**TASK TO COMPLETE**
Return every line of the entries below that contains the string "striped".

—————

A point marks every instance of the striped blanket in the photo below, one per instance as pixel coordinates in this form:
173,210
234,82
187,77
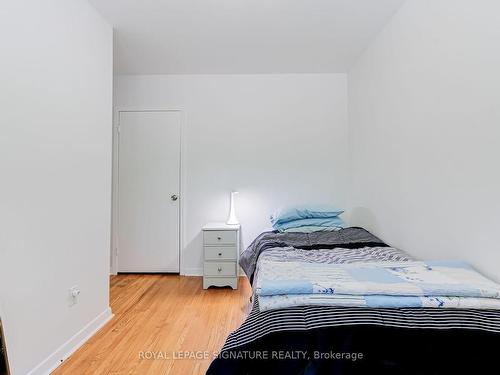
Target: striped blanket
376,284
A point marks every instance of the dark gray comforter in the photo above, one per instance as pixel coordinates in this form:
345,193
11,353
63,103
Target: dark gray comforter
346,238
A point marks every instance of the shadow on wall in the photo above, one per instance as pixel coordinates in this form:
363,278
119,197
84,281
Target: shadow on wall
363,217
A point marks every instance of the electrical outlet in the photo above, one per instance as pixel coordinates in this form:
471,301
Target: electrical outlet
74,295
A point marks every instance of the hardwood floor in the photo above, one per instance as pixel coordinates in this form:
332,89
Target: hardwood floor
161,316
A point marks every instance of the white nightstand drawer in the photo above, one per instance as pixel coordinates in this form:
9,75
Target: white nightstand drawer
220,269
220,252
219,237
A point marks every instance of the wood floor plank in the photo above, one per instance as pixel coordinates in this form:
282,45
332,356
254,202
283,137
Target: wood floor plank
161,316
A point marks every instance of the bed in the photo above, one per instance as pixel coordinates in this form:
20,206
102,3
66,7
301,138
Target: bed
316,338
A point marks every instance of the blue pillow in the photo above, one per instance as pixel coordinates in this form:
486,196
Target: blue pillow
317,222
290,213
311,229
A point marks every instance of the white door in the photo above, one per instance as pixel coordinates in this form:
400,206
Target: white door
148,191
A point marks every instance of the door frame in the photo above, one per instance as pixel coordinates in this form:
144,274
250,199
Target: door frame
114,251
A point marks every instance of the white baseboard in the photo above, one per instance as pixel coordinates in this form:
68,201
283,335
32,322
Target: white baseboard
69,347
192,271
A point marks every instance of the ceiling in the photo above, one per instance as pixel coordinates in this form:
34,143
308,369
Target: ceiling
242,36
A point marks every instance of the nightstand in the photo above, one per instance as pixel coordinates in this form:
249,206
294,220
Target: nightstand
221,249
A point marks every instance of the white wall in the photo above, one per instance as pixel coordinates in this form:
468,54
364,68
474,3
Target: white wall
425,131
55,168
277,139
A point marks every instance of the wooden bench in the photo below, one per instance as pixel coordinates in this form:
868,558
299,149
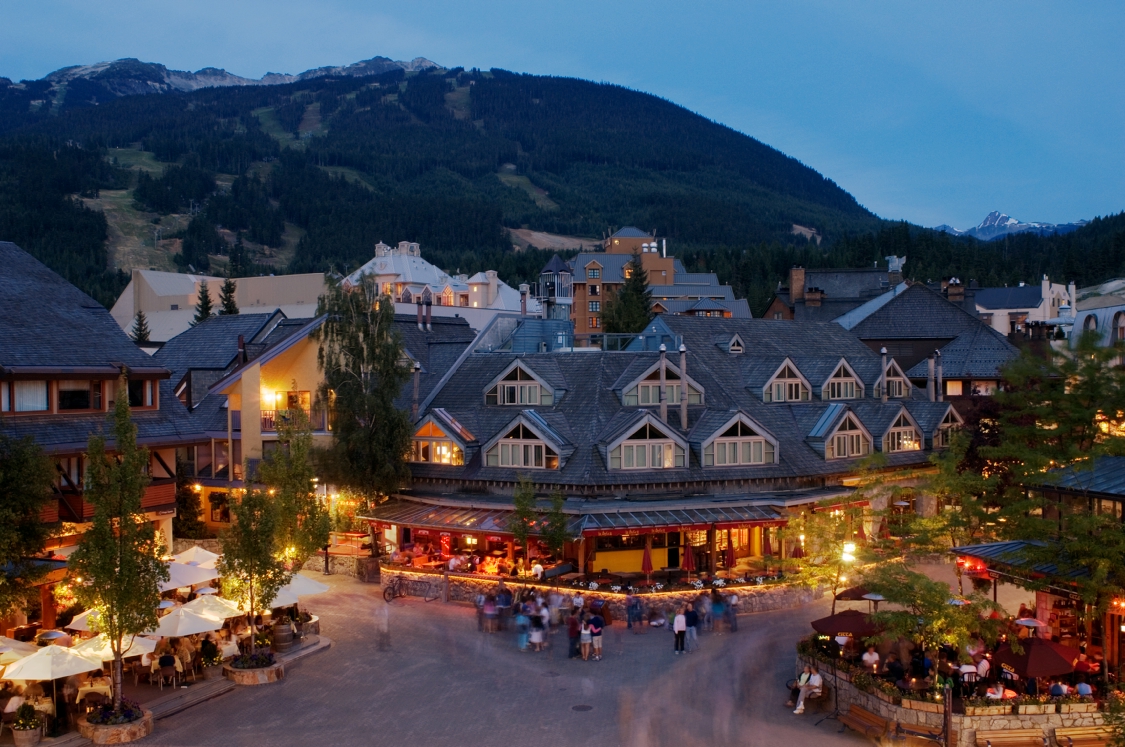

—————

**RESULT**
A point marks every instance of the striped blanket in the photo below, one per instance as pixel coordinates in this form:
Target: striped blanket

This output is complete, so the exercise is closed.